Your task is to gather the lines below that hold the string "floor".

---+---

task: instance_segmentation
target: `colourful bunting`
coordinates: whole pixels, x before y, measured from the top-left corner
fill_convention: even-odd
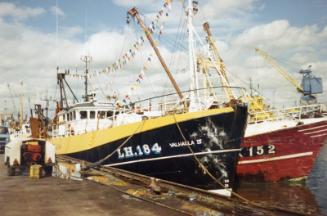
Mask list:
[[[169,16],[170,10],[171,10],[171,0],[166,0],[165,3],[163,4],[163,6],[158,11],[158,13],[155,15],[154,20],[149,25],[149,30],[151,31],[151,33],[153,33],[153,34],[156,33],[158,35],[162,35],[163,28],[164,28],[164,22],[161,21],[161,18],[164,15]],[[135,21],[137,21],[137,20],[135,20]],[[127,22],[128,23],[130,22],[129,16],[127,16]],[[138,53],[138,50],[143,46],[144,42],[145,42],[144,36],[140,36],[132,44],[131,48],[127,52],[125,52],[116,62],[114,62],[111,65],[108,65],[106,68],[104,68],[98,72],[93,72],[88,77],[96,77],[96,76],[99,76],[102,74],[114,73],[117,70],[122,69],[127,63],[129,63],[132,60],[132,58],[134,58],[136,56],[136,54]],[[147,58],[147,61],[144,63],[144,65],[141,69],[141,73],[138,76],[138,80],[136,80],[136,82],[138,84],[141,82],[141,80],[143,80],[144,72],[148,69],[149,63],[151,63],[151,62],[152,62],[152,55],[149,55],[149,57]],[[82,76],[82,75],[71,74],[69,72],[69,70],[65,71],[65,73],[74,78],[79,78],[79,79],[85,78],[85,76]]]

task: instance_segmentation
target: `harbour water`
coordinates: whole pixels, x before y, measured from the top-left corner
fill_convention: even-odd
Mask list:
[[[315,195],[315,199],[323,215],[327,215],[327,145],[322,148],[319,158],[307,181],[307,186]]]
[[[327,145],[321,149],[306,182],[242,182],[238,193],[258,203],[308,215],[327,215]]]

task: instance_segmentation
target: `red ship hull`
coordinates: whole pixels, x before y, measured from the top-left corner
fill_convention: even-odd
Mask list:
[[[261,181],[306,177],[326,142],[326,119],[245,137],[237,174],[242,180]]]

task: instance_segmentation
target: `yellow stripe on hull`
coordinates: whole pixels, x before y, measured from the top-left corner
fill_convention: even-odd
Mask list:
[[[70,154],[95,148],[97,146],[128,137],[132,134],[175,124],[175,121],[184,122],[233,111],[234,110],[231,107],[226,107],[192,113],[176,114],[175,117],[173,115],[168,115],[141,122],[111,127],[108,129],[97,130],[94,132],[87,132],[80,135],[56,137],[52,138],[50,141],[56,146],[56,154]]]

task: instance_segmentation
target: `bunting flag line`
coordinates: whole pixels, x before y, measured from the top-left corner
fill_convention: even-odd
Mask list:
[[[160,23],[161,18],[164,16],[169,16],[169,12],[171,11],[171,0],[166,0],[163,6],[160,8],[158,13],[155,15],[154,21],[151,22],[150,26],[148,27],[152,33],[156,33],[161,35],[164,29],[164,23]],[[130,16],[127,15],[127,23],[130,23]],[[141,36],[128,50],[128,52],[124,53],[117,61],[107,66],[105,69],[102,70],[100,74],[109,74],[111,72],[116,72],[129,63],[138,53],[139,49],[143,46],[145,42],[144,36]],[[145,67],[146,68],[146,67]]]
[[[131,103],[131,95],[134,94],[134,92],[140,87],[140,85],[144,81],[146,72],[150,66],[150,63],[152,62],[152,57],[153,55],[150,53],[146,58],[147,61],[143,64],[140,73],[136,77],[136,80],[128,88],[128,93],[126,94],[125,98],[122,100],[123,104],[128,105],[129,103]]]
[[[165,24],[164,21],[162,21],[162,18],[169,16],[169,13],[172,9],[171,2],[172,2],[171,0],[166,0],[164,2],[163,6],[158,10],[157,14],[155,15],[154,20],[148,26],[149,30],[153,34],[159,36],[162,35],[164,30],[164,24]],[[130,23],[129,16],[127,16],[127,23]],[[100,71],[89,73],[88,78],[97,77],[99,75],[106,75],[121,70],[122,68],[124,68],[126,64],[128,64],[130,61],[132,61],[135,58],[139,50],[143,47],[144,43],[145,43],[145,36],[142,35],[132,44],[132,46],[130,47],[130,49],[128,49],[127,52],[125,52],[123,55],[119,57],[118,60],[116,60],[114,63],[108,65],[107,67],[105,67]],[[138,86],[143,81],[145,73],[149,68],[149,64],[152,61],[152,58],[153,57],[151,54],[146,58],[146,61],[141,69],[141,72],[138,75],[135,83],[133,84],[133,89],[131,87],[130,90],[134,91],[136,89],[136,86]],[[69,71],[67,72],[67,75],[77,79],[85,79],[85,75],[78,75],[77,73],[70,74]]]

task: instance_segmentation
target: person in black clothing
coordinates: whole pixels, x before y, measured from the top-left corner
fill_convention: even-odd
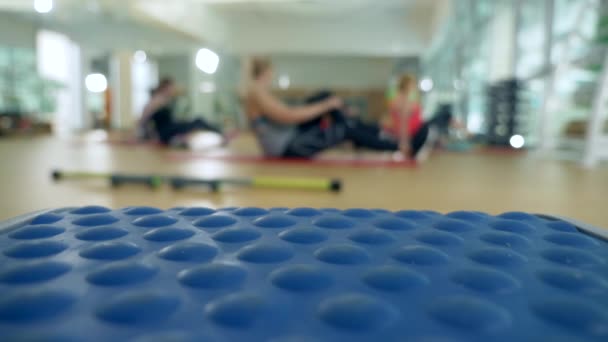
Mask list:
[[[196,131],[222,134],[219,128],[200,118],[191,121],[176,121],[174,118],[175,100],[181,93],[181,89],[170,78],[164,78],[158,87],[152,90],[152,97],[144,108],[139,123],[142,138],[149,139],[156,136],[163,145],[169,145],[176,137]]]
[[[315,104],[334,95],[323,90],[306,99],[307,104]],[[350,141],[355,148],[376,151],[398,151],[396,140],[382,134],[380,126],[364,123],[348,116],[343,109],[327,111],[323,116],[303,122],[297,126],[297,134],[284,153],[285,157],[310,158],[316,153]]]
[[[342,100],[330,92],[316,94],[306,105],[286,105],[271,92],[269,60],[254,59],[251,76],[245,113],[267,157],[312,158],[345,141],[372,150],[403,151],[378,125],[349,117]]]

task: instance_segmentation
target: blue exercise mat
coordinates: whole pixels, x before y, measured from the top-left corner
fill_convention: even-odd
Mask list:
[[[608,243],[526,213],[82,207],[0,224],[0,341],[608,341]]]

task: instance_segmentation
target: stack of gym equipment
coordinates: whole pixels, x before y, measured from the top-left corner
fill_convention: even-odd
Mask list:
[[[510,147],[511,137],[526,135],[523,83],[517,79],[496,82],[487,89],[486,137],[490,146]]]

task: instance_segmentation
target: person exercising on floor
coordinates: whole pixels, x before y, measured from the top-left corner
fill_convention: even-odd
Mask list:
[[[245,110],[267,157],[312,158],[344,141],[378,151],[410,150],[385,138],[379,126],[345,115],[342,100],[329,92],[313,96],[304,106],[287,106],[270,91],[273,72],[267,59],[253,60],[251,77]]]
[[[211,131],[222,134],[221,130],[203,119],[179,122],[174,118],[174,105],[182,90],[170,78],[160,81],[152,91],[150,101],[144,108],[139,121],[139,136],[142,139],[158,138],[163,145],[175,144],[178,138],[196,131]],[[153,124],[153,128],[151,128]],[[184,143],[183,141],[180,143]]]

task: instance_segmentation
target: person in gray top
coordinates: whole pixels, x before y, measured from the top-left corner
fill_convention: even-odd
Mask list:
[[[303,106],[287,106],[270,91],[273,72],[267,59],[253,60],[251,77],[245,112],[267,157],[312,158],[344,141],[379,151],[409,151],[385,137],[379,126],[345,115],[342,100],[330,92],[316,94]]]

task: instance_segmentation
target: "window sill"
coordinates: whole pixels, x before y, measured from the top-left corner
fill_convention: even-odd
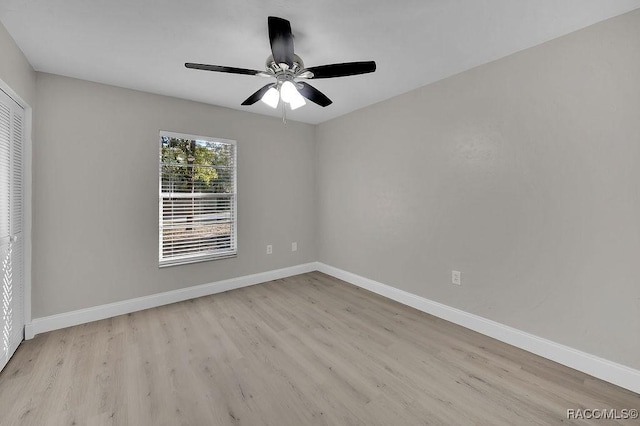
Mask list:
[[[211,260],[231,259],[234,257],[238,257],[238,252],[190,257],[185,259],[171,259],[171,260],[164,260],[164,261],[161,260],[158,263],[158,268],[168,268],[170,266],[188,265],[190,263],[209,262]]]

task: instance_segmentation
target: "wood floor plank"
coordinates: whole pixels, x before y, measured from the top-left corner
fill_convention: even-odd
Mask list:
[[[319,272],[23,342],[0,425],[638,424],[640,395]]]

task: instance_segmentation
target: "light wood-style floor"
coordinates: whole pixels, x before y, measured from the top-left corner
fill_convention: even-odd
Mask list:
[[[319,272],[43,334],[0,375],[2,425],[552,425],[638,407]]]

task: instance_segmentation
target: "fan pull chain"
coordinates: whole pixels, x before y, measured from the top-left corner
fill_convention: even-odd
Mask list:
[[[287,124],[287,105],[282,102],[282,124]]]

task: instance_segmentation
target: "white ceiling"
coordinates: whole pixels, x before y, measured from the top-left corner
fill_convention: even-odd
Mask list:
[[[375,60],[374,74],[310,81],[334,103],[320,123],[640,7],[640,0],[0,0],[0,20],[38,71],[278,116],[240,103],[263,69],[267,16],[289,19],[307,66]]]

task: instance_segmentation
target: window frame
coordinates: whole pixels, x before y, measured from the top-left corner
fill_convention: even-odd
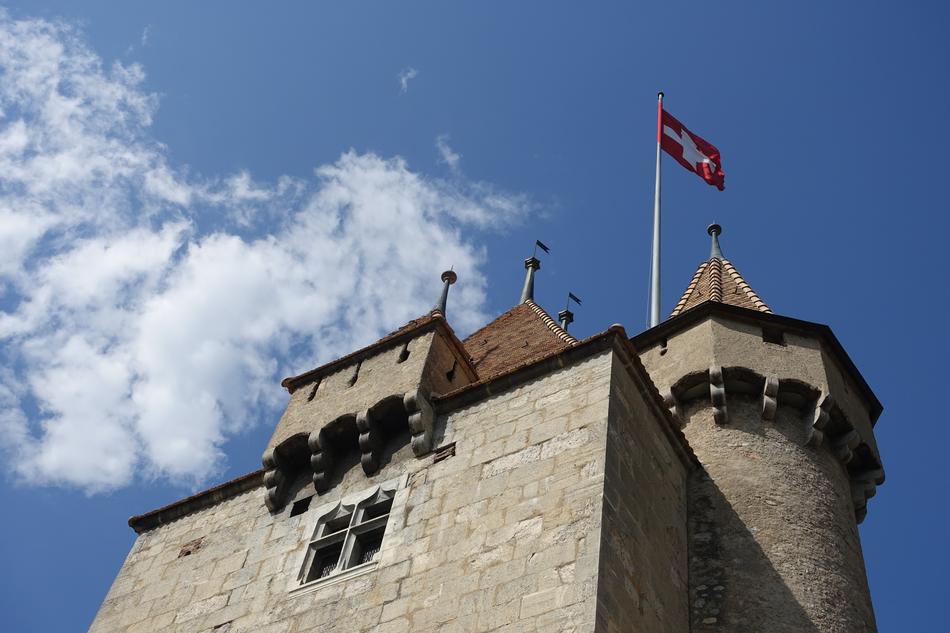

---+---

Completed task -
target: person exercising on floor
target: "wood floor plank"
target: "light wood-style floor"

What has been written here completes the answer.